Please write a continuation of the article below about Rodriguez-Gerada's portrait of Dr. Decoo, picking up right after its last sentence.

● **Reading text**
▬▬▬▬▬▬▬▬▬▬
Denckla points to the Good Grief festival in England, a weeklong digital event this fall, where speakers from various disciplines discussed the grieving process, as well as the pandemic. She says this kind of “public acknowledgment of compounded multiple losses and that validation and that acknowledgment can set a foundation for starting to mourn and to grieve and to heal.”

Rodriguez-Gerada’s portrait of Dr. Decoo was exactly that kind of public acknowledgment.

The week Rodriguez-Gerada created the painting was incredibly windy and it was hard to get the paint he was spraying on the pavement to land properly. Even finding enough paint was difficult, and his team bought out four Home Depots. But these technical aspects weren’t foremost on his mind, instead, he was thinking about Dr. Decoo’s eyes.

“I was focusing on the fact that the family would recognize his eyes,” he says. “If they see him in the portrait then I’ve done my job.”

When Decoo’s wife saw the mural, she told him “you captured his gaze.” It’s the most important complement Rodriquez-Gerada could receive.
▬▬▬▬▬▬▬▬▬▬
● **Material provided**

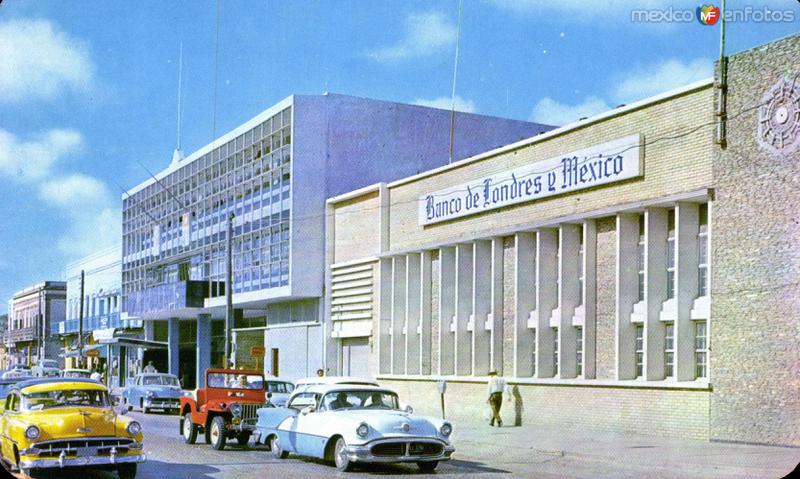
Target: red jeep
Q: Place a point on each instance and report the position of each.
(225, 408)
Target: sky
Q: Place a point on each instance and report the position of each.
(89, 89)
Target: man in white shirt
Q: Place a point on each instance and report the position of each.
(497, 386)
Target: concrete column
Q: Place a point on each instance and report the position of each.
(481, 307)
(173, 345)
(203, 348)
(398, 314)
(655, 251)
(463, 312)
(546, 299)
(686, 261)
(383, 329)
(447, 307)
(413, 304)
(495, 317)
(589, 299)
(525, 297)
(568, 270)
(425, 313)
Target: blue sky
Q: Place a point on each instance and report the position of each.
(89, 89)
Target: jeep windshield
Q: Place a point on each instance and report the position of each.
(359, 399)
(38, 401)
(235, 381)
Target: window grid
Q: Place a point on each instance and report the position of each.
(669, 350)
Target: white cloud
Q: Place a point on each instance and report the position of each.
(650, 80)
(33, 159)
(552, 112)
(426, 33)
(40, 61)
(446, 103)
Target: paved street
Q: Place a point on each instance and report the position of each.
▬▬▬▬▬▬▬▬▬▬
● **Answer box**
Yet even Rodriquez-Gerada’s colossal tribute to those claimed by the pandemic was a fleeting one. The mural had always been designed to be temporary, but because of its popularity, there was a movement to let it stay longer than initially intended. Rodriquez-Gerada says this was sadly logistically impossible because a construction project had begun and the park needed the parking spots the painting occupied.

So after a few weeks, the area of Queens that Rodriguez-Gerada had transformed into a larger than life symbol of the sorrow and heroism of these strange and awful times became a parking lot again. And the world had one less way of remembering those taken by the coronavirus.